-- EXERCISE REQUIREMENTS --
• 1. In the forum thread about Roarke, what kind of photographer does the poster who mentions videos say they are at heart?
• 2. Please write the next part of the forum thread about Roarke, picking up right after its final line.

I know. That's the one sticking point for me. Tough to find guys with long hair nowadays.

But ladies, this is where we get to use our imaginations, right? That's why we read! LOL

Gayle, there are videos out there--I confess, I haven't watched them because I'm a still photographer at heart still, video does nothing for me. But there's an accent--British, if I recall. Not quite as good as Irish, I know (Irish-Scottish girl here), but it's a start!


----------



## drenee (Nov 11, 2008)

oh my.


----------



## Jaasy (Feb 28, 2009)

Now y'all is what I call some die hards!  I just now posted this and already got responses!  LMAO...

Yep, Roarke is one fione specimen!!!


----------



## luvmy4brats (Nov 9, 2008)

Jaasy said:


> Now y'all is what I call some die hards! I just now posted this and already got responses! LMAO...
> 
> Yep, Roarke is one fione specimen!!!


Any excuse to come into this thread and scroll.....


----------



## Cindy416 (May 2, 2009)

Yikes!


----------



## VictoriaP (Mar 1, 2009)

Jaasy said:


> Now y'all is what I call some die hards! I just now posted this and already got responses! LMAO...
> 
> Yep, Roarke is one fione specimen!!!

-- DATA SECTION --
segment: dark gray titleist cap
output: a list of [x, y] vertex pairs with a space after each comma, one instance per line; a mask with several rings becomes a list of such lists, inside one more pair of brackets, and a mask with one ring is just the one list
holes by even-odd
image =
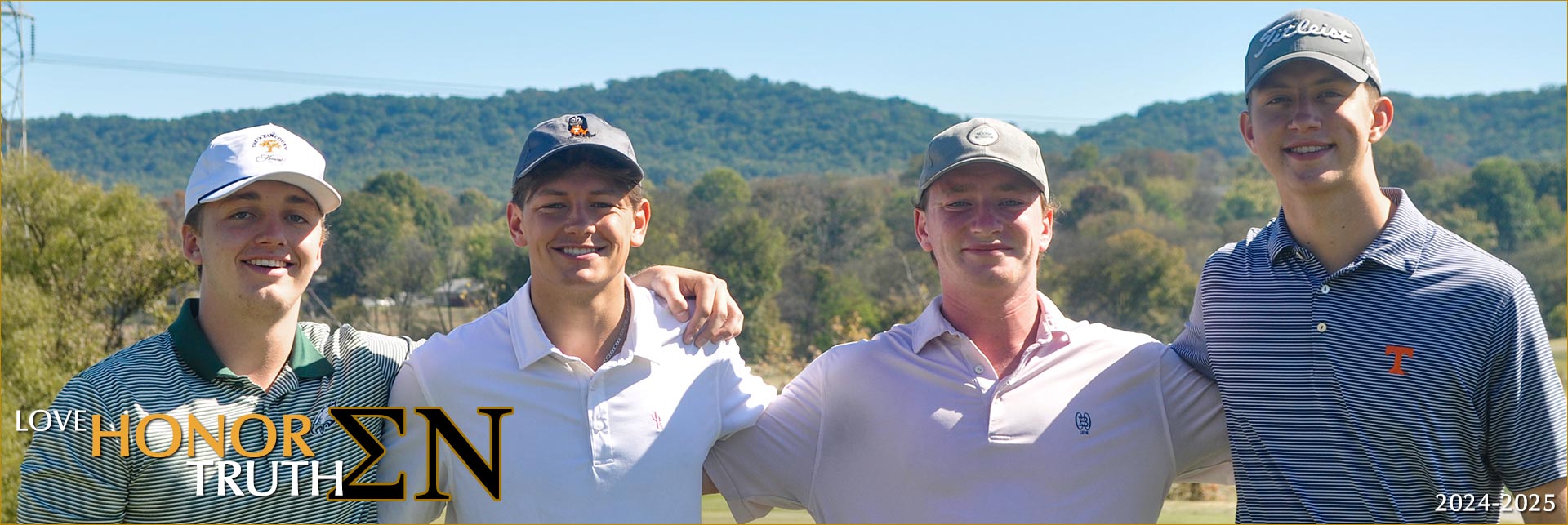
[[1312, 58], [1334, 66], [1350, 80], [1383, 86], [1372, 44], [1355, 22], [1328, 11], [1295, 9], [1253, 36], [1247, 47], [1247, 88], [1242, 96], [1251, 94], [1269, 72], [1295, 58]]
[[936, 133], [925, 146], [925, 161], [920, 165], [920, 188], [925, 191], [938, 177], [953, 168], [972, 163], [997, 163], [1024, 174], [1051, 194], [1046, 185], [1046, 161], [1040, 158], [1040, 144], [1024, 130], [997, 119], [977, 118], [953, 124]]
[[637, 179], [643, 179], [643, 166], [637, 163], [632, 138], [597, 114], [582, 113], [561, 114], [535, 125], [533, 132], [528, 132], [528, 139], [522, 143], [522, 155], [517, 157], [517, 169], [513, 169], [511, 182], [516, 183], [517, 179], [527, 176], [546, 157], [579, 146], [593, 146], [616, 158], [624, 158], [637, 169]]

==

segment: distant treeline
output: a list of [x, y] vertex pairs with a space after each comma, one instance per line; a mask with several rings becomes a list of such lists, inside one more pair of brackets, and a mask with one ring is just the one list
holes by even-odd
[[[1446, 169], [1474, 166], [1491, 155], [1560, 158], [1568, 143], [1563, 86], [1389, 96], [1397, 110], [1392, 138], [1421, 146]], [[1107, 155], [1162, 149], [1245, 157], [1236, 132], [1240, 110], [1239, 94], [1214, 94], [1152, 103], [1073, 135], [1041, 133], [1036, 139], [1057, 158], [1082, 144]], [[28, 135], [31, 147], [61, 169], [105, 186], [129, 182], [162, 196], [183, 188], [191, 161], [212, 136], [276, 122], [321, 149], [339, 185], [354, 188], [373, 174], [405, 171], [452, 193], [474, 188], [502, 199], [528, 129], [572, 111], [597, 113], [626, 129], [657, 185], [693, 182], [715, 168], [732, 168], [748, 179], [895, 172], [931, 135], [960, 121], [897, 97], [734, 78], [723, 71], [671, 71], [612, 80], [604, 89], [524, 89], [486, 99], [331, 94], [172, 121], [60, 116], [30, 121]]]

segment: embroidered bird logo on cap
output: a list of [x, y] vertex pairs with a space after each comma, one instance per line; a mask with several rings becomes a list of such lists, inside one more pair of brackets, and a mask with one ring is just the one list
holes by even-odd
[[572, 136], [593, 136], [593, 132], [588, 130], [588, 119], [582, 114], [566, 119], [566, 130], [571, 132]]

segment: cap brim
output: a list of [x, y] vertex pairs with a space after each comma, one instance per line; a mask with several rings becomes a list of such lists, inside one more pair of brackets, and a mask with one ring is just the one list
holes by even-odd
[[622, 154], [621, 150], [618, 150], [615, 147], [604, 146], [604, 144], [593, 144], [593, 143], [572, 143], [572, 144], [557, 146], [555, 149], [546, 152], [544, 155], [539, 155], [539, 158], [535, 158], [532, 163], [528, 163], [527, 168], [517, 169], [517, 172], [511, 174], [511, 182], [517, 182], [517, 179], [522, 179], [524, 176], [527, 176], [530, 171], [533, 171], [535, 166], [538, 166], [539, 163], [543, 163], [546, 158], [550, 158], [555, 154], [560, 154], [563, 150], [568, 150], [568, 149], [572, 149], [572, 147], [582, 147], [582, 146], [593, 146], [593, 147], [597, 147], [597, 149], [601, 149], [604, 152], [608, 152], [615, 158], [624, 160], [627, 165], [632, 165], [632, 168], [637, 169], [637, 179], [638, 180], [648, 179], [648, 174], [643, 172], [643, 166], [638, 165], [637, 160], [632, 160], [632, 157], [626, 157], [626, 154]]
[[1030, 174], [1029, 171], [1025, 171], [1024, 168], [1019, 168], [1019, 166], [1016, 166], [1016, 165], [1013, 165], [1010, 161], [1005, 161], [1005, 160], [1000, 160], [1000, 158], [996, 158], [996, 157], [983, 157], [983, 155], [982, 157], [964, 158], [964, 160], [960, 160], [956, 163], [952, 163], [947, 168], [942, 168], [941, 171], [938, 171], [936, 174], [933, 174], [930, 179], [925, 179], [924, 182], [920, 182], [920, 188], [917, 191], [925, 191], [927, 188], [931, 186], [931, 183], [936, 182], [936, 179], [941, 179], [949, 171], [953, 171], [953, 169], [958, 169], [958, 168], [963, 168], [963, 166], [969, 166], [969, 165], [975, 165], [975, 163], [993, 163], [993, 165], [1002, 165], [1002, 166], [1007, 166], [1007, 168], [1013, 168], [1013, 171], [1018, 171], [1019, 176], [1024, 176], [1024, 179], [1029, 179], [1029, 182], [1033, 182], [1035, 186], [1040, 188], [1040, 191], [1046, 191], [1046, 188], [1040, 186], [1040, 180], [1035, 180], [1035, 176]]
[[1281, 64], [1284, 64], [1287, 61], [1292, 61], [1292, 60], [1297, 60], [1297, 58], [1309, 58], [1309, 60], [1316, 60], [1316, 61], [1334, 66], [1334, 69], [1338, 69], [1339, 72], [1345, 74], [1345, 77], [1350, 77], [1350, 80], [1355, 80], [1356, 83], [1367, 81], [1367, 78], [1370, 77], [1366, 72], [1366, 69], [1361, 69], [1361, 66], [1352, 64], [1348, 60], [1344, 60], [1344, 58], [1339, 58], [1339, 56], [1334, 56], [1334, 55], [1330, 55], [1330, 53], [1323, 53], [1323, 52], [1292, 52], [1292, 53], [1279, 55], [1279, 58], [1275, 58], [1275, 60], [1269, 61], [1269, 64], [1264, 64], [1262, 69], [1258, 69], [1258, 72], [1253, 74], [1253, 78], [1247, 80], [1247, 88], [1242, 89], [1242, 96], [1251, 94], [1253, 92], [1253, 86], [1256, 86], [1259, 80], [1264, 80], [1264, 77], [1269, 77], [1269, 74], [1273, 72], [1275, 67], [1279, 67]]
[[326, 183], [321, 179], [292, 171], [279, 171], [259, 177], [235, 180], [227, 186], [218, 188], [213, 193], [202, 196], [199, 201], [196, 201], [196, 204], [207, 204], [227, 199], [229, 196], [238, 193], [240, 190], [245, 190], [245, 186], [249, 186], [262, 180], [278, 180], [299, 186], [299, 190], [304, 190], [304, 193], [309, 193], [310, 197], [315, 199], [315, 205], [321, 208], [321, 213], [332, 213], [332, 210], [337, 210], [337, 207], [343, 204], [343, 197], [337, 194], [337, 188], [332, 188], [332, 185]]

---

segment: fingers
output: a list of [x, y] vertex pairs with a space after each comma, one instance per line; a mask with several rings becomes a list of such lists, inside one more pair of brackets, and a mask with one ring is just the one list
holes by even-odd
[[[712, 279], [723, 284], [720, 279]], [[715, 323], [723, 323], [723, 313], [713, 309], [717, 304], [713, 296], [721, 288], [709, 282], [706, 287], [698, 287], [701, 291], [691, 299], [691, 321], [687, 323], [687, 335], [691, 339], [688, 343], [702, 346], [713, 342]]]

-- RESPONSES IN ORDER --
• 1. A still photographer.

• 2.
Everyone's hoping for more pics... LMAO!


----------



## BTackitt (Dec 15, 2008)




----------



## BTackitt (Dec 15, 2008)

umm.... I use BING to search for pictures.. There's one I cannot post here.. but if you use BING and click images, and have safe search off... it's very close to indecent... but WOW.

--
Edit because somehow I misspelled BING..


----------



## VictoriaP (Mar 1, 2009)

BTackitt said:


> umm.... I use BING to search for pictures.. There's one I cannot post here.. but if you use BONG and click images, and have safe search off... it's very close to indecent... but WOW.


LOL--there's a LOT of pics from that session. One I stared at for a long time just trying to analyze the lighting. Seriously. They did an excellent job of shadowing to keep it just this side of total


Spoiler



porn


.

I like the one you just posted, though. Ones like that make him look at bit more human, a bit less demigod.


----------



## luvmy4brats (Nov 9, 2008)

VictoriaP said:


> But there was a very "Roarke" pic of him posted the other day that I need to find again, and one of my favorites is one I think of when I picture Eve & Roarke in the kitchen while Summerset's away on vacation. LOL I'll try to get the links for those tomorrow from the laptop--*Heather'll remind me if I forget, I'm sure!*


Time for a reminder... Kitchen pictures... So I can drool.


----------



## fancynancy (Aug 9, 2009)




----------



## Atunah (Nov 20, 2008)

Ach Du Heimatland   


Yes please, one of those  

I guess I know what I'll be reading after I finish the current book.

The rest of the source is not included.